## Required work
Copy out every one of the records below, swapping each "scouting field log" for "site survey record" and leaving every other word as it stands.

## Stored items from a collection
* Begin *
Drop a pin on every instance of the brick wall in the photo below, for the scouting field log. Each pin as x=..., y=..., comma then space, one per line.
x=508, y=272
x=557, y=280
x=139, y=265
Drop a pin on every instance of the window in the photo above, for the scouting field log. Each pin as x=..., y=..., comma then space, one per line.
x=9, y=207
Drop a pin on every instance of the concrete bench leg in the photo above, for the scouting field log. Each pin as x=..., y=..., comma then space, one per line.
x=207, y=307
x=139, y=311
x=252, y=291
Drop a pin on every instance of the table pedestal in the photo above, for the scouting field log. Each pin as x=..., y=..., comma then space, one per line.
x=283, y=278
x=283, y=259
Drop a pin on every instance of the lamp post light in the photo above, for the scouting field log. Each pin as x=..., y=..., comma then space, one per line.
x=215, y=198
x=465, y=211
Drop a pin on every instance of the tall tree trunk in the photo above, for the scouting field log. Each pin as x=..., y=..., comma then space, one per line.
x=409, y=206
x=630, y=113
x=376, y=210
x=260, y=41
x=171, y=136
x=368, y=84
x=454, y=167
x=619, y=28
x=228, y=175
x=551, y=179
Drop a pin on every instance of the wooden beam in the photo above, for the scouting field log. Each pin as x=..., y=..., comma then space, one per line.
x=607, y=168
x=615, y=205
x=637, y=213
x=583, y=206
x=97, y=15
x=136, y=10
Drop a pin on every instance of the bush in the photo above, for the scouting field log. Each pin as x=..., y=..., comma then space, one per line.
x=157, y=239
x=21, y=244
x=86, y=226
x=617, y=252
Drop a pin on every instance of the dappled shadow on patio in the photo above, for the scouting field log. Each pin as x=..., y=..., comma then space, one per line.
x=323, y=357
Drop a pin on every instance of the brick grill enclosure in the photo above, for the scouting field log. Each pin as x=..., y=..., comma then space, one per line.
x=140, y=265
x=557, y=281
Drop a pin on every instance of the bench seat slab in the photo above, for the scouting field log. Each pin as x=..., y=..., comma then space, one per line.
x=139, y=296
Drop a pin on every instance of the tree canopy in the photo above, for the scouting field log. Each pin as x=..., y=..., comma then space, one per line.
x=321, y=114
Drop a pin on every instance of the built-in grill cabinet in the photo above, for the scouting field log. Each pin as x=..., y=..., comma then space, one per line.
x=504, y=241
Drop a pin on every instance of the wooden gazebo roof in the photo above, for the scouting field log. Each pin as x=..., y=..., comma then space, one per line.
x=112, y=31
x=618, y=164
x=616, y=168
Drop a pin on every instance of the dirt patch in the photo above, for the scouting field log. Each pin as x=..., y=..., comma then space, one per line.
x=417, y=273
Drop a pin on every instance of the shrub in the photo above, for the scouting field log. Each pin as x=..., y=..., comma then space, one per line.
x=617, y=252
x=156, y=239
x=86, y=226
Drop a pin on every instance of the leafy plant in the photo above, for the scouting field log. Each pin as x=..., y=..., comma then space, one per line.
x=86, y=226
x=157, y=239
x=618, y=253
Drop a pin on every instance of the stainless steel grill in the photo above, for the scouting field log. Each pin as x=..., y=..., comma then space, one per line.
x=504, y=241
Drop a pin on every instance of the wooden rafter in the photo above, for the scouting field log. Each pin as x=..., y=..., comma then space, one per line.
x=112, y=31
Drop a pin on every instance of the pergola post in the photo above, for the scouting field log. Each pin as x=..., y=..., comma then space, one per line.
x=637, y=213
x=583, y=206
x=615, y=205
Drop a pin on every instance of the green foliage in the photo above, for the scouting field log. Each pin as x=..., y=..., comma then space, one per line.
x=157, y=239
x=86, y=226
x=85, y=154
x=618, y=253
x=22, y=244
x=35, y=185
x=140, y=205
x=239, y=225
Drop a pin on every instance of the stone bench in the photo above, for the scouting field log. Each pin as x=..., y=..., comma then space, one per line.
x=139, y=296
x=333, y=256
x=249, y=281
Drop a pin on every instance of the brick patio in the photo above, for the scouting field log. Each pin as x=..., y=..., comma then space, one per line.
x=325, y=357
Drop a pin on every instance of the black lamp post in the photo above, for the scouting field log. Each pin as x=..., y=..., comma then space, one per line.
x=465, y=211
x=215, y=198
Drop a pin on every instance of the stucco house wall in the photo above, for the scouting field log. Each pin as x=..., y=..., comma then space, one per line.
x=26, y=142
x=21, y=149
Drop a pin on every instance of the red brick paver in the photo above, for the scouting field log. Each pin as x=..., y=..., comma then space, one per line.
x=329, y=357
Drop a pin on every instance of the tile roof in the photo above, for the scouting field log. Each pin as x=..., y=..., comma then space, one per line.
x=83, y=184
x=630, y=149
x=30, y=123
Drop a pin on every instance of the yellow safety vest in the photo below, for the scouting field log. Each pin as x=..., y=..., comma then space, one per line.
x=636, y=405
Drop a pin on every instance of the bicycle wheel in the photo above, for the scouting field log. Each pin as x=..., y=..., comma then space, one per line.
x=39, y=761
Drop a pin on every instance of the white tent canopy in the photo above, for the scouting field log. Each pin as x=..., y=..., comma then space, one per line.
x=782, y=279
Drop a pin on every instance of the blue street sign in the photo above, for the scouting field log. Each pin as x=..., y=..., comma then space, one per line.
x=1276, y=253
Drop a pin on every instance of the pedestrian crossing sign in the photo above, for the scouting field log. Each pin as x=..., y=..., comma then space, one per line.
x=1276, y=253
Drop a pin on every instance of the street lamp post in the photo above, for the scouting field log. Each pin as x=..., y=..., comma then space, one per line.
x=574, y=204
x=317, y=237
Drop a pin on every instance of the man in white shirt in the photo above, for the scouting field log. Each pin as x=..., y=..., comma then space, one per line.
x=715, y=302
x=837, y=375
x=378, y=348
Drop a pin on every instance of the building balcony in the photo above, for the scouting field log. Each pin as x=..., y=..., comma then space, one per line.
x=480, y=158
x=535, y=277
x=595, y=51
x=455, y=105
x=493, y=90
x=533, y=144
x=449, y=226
* End *
## Answer below
Drop a pin on every instance of the brick wall in the photo below, for the site survey record. Each pin as x=..., y=..., comma then space, one per line.
x=508, y=272
x=557, y=280
x=139, y=265
Drop a pin on every instance of the window in the photo above, for the site survey record. Each pin as x=..., y=..., comma then space, one per line.
x=9, y=207
Drop a pin on every instance of the concrete bench leg in the photo above, for the site survey record. Each pin as x=..., y=..., comma then space, one per line.
x=207, y=307
x=139, y=311
x=252, y=291
Drop a pin on every instance of the table pedestal in the photo above, for the site survey record. Each pin as x=..., y=..., comma then space, one per line.
x=283, y=278
x=283, y=259
Drop a pin on every instance of the lamp post light in the photo above, for the site survey record. Each pin as x=..., y=..., comma then space, one per line.
x=215, y=198
x=465, y=211
Drop a pin on every instance of the tall tree trunk in the photo above, for the site survey record. Each pin as x=..., y=..., comma then space, one per line.
x=409, y=206
x=630, y=113
x=376, y=210
x=260, y=41
x=171, y=136
x=368, y=84
x=454, y=167
x=619, y=28
x=228, y=175
x=551, y=179
Drop a pin on every instance of the wooden beam in the photo above, for the site survey record. Each pin as x=..., y=..., comma then space, one per line.
x=607, y=168
x=615, y=205
x=637, y=213
x=583, y=206
x=97, y=15
x=136, y=10
Drop a pin on every instance of the bush in the photo above, for the site survey record. Each pin as x=..., y=..., comma then space, one per line.
x=157, y=239
x=21, y=244
x=86, y=226
x=617, y=252
Drop a pin on every instance of the dappled shadow on patio in the photo above, for the site survey record. Each pin as x=..., y=..., comma then space, one per line.
x=323, y=357
Drop a pin on every instance of the brick grill enclosure in the photo above, for the site survey record. Each pin as x=..., y=..., comma then space, one per line.
x=140, y=265
x=557, y=281
Drop a pin on every instance of the bench seat slab in the photo above, for the site survey record. Each pin as x=..., y=..., comma then space, one per line.
x=139, y=296
Drop a pin on every instance of the tree canopy in the photo above, for the site survey record. Each pin as x=..., y=..., comma then space, one per line.
x=321, y=114
Drop a pin on every instance of the built-in grill cabinet in the photo above, for the site survey record. Each pin as x=..., y=..., comma then space, one per line.
x=504, y=241
Drop a pin on every instance of the wooden gazebo roof in the photo above, for the site survey record. Each pin as x=..., y=..., comma then space, one per line.
x=112, y=31
x=618, y=164
x=616, y=168
Drop a pin on every instance of the dirt patch in the photo above, for the site survey record. Each pin as x=..., y=..., comma then space, one per line.
x=417, y=273
Drop a pin on every instance of the shrub in the photo above, for the site survey record. Each pin as x=..., y=..., comma then space, one per line.
x=617, y=252
x=156, y=239
x=86, y=226
Drop a pin on every instance of the leafy plant in the photo above, for the site survey record. Each pin as x=..., y=..., comma then space, one per line.
x=86, y=226
x=157, y=239
x=618, y=253
Drop a pin on every instance of the stainless steel grill in the photo above, for the site survey record. Each pin as x=..., y=..., comma then space, one per line.
x=504, y=241
Drop a pin on every instance of the wooden rafter in the photo above, for the site survey record. Each pin as x=..., y=..., comma then space, one per line.
x=112, y=31
Drop a pin on every instance of the pergola post in the photo above, for the site survey record. Each pin as x=..., y=..., comma then space, one per line.
x=637, y=213
x=583, y=206
x=615, y=205
Drop a pin on every instance of the green foliage in the photo above, for the site survey record. Each pin as x=..., y=..., comma then space, one per line.
x=157, y=239
x=86, y=226
x=85, y=154
x=618, y=253
x=22, y=244
x=35, y=185
x=140, y=205
x=239, y=225
Drop a pin on every instance of the stone bench in the photo above, for the site survey record. Each pin as x=..., y=..., comma then space, one per line.
x=139, y=296
x=333, y=256
x=249, y=281
Drop a pin on every instance of the brick patio in the photo above, for the site survey record. Each pin as x=..., y=..., comma then space, one per line.
x=325, y=357
Drop a pin on every instance of the black lamp post in the photo above, for the site survey record. Each pin as x=..., y=..., comma then space, one per line.
x=465, y=211
x=215, y=198
Drop a pin on every instance of the stucco house wall in the photo above, for the site survey record. Each pin as x=..., y=..., comma then space, one per line.
x=26, y=142
x=21, y=149
Drop a pin on every instance of the red brick paver in the photo above, for the site survey record. Each pin as x=..., y=..., comma then space, one per line.
x=329, y=357
Drop a pin on every instance of the tile roof in the photo above, for the site survey record. Each pin as x=..., y=..., comma then space, one per line.
x=83, y=184
x=630, y=149
x=30, y=123
Drop a pin on every instance of the yellow safety vest in the photo below, for the site survey record. Each pin as x=..., y=..., comma then space, one per line.
x=636, y=405
Drop a pin on every instance of the bicycle wheel in the photo above, for the site survey record. Each pin as x=..., y=..., comma then space, one per line.
x=39, y=761
Drop a pin on every instance of the white tent canopy in the photo above, for the site survey record. Each pin as x=..., y=..., comma then space, one per line.
x=782, y=279
Drop a pin on every instance of the blue street sign in the photo above, for the site survey record. Each pin as x=..., y=..., comma then space, one per line.
x=1276, y=253
Drop a pin on every instance of the pedestrian crossing sign in the photo above, for the site survey record. Each pin as x=..., y=..., comma then space, one per line.
x=1276, y=253
Drop a pin on every instance of the street lamp post in the photo above, for the site survey record. Each pin as x=..., y=..., comma then space, one per line.
x=574, y=204
x=317, y=237
Drop a pin on every instance of the man in white shirt in the photo above, for the site survey record. Each pin as x=..., y=..., comma then space, one per line.
x=715, y=302
x=837, y=375
x=378, y=348
Drop a pin on every instance of the building balcony in the photo above, for the site survey record. Each pin as x=..., y=..., comma then space, one per line.
x=480, y=158
x=535, y=277
x=595, y=51
x=455, y=105
x=493, y=90
x=533, y=144
x=449, y=226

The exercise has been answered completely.